Prompt - Copy out all the entries exactly.

Given information -
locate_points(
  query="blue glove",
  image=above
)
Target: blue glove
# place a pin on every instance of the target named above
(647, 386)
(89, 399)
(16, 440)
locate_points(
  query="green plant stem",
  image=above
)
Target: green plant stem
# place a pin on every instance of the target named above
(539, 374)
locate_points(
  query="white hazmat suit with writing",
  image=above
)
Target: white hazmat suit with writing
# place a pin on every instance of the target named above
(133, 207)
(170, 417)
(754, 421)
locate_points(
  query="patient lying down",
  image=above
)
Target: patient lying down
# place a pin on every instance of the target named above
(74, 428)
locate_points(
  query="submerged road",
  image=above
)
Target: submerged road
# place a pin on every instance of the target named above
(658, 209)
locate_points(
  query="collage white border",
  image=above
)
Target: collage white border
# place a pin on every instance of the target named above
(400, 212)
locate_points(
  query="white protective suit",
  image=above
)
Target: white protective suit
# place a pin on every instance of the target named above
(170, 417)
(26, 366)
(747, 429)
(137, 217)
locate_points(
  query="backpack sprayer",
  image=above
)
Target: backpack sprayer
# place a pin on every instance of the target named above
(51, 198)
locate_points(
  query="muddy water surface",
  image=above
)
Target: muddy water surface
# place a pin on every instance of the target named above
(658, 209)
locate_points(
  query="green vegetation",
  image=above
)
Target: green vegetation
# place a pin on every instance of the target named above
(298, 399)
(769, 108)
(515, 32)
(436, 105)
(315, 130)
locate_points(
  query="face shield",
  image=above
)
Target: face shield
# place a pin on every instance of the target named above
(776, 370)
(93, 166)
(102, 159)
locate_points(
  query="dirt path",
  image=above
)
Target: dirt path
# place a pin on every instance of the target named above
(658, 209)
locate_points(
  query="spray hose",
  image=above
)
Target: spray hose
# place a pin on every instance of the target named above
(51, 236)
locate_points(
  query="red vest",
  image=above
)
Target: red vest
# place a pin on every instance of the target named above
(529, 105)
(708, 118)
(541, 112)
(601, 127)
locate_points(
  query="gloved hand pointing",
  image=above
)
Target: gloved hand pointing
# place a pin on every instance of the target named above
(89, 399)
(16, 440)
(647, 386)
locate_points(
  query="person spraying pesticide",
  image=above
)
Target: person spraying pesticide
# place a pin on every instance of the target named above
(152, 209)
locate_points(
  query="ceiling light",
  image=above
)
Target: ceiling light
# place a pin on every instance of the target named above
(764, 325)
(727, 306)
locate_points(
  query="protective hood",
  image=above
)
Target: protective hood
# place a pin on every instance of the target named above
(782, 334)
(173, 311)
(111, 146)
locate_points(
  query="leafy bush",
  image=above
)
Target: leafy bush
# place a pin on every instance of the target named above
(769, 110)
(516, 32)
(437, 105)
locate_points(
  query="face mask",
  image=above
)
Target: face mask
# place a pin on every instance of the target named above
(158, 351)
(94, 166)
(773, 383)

Task solution -
locate_points(
  query="blue glove",
  image=above
)
Target: blue glove
# place a pin on every instance of the target named above
(647, 386)
(89, 399)
(16, 440)
locate_points(
  query="green plant stem",
  image=above
)
Target: green plant stem
# place a pin on every instance of the target named above
(539, 374)
locate_points(
  query="white hazmat suit with writing",
  image=above
)
Target: white hazmat suit with writing
# place a pin on every instance of the target named above
(133, 207)
(170, 417)
(754, 421)
locate_points(
  query="patient lying down",
  image=above
)
Target: patient lying down
# place a pin on every instance of the target named above
(74, 428)
locate_points(
  query="submerged road",
  image=above
)
Target: submerged road
# place a pin on every instance of the target named above
(658, 209)
locate_points(
  query="collage white border",
  image=above
)
Target: collage white border
# place a pin on every instance of the target named above
(400, 212)
locate_points(
  query="white protective suit",
  image=above
)
Target: white protective suit
# place a pin on every instance of the target named above
(170, 417)
(26, 366)
(747, 429)
(137, 217)
locate_points(
  query="backpack sprayer",
  image=above
)
Target: backpack sprayer
# place a pin on every instance of the target named above
(51, 198)
locate_points(
  query="muddy water surface",
  image=above
)
Target: muddy water surface
# place a pin on every instance of the target named above
(658, 209)
locate_points(
  query="green vegetation",
  image=above
)
Target: green vegetation
# place a pin on every instance of the target named above
(298, 399)
(769, 108)
(515, 32)
(436, 105)
(315, 130)
locate_points(
  query="face shield",
  image=above
)
Target: face shield
# place a pin on every instance of the target named above
(776, 370)
(93, 166)
(102, 159)
locate_points(
  query="dirt path",
  image=above
)
Target: dirt path
# place a pin on every instance of the target named above
(658, 209)
locate_points(
  query="spray hose",
  image=above
)
Target: spray hose
# place a pin on every instance of the target named above
(51, 236)
locate_points(
  query="red vest",
  image=above
)
Target: red vest
# place a pin on every instance of the target named above
(529, 105)
(708, 118)
(541, 112)
(601, 127)
locate_points(
  query="gloved hand pointing",
  image=above
)
Target: gloved hand pointing
# place a pin on every instance of the target named above
(89, 399)
(16, 440)
(647, 386)
locate_points(
  query="person spraying pesticide",
  image=above
)
Target: person spraying pesticide
# place a pin on every instance of the target named above
(152, 209)
locate_points(
  query="ceiling light",
  image=above
)
Target: ceiling light
# place a pin on every instance of the target named above
(764, 325)
(727, 306)
locate_points(
  query="protective hood",
  image=above
)
Target: protective hood
# place a pin on every instance of the target named above
(782, 334)
(173, 311)
(111, 146)
locate_points(
  query="leafy bush",
  image=above
)
Target: leafy bush
# place a pin on every instance of the target named above
(769, 110)
(516, 32)
(437, 105)
locate_points(
  query="face mask",
  image=above
)
Target: face mask
# place a pin on every instance of the target named above
(158, 351)
(94, 166)
(773, 383)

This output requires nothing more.